START TASK MATERIAL

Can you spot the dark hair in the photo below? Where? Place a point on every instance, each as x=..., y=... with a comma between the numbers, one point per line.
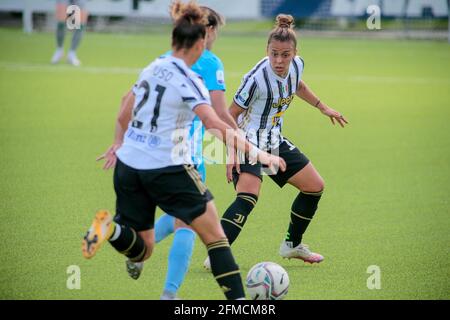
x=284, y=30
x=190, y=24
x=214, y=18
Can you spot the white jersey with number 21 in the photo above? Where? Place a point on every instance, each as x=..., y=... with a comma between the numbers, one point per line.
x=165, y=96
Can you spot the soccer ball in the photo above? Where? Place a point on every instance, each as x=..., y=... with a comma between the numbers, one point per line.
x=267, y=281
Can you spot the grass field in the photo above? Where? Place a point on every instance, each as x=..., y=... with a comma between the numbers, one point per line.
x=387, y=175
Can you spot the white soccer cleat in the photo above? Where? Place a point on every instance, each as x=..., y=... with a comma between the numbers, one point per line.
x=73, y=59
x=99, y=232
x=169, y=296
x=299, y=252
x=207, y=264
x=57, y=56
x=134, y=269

END TASK MATERIAL
START TASK MATERIAL

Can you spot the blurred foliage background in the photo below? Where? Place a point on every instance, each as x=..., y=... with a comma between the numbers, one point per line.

END TASK MATERIAL

▸ GIVEN EXERCISE: Rewrite the rows starting at the line containing "Can you spot the dark" and ending at the line containing "x=134, y=269", swapping "grass field" for "turf field" and changing nothing else. Leave the pictures out.

▸ OUTPUT:
Can you spot the dark hair in the photo below? Where? Place a point on every instance, each as x=..., y=... with a comma between the numbers, one point per line.
x=284, y=30
x=190, y=24
x=214, y=18
Can you spot the white jersey with number 21 in the photo above? Where? Place a point on every instance, each as x=..., y=... with a comma between the numbers, one point per line.
x=165, y=96
Can you spot the soccer ball in the photo above? Where? Place a point on every instance, each as x=..., y=... with a comma between the numbers, one point per line.
x=267, y=281
Can you spot the turf field in the photo above? Where? Place a point on every instance, each as x=..., y=... with a comma between the numbers, one point per line.
x=387, y=175
Can you spot the white soccer cleat in the photo above? Where? Place a point on every instance, each as x=..., y=... with a comma between the numbers, one point per line.
x=73, y=59
x=99, y=232
x=169, y=296
x=299, y=252
x=207, y=264
x=57, y=56
x=134, y=269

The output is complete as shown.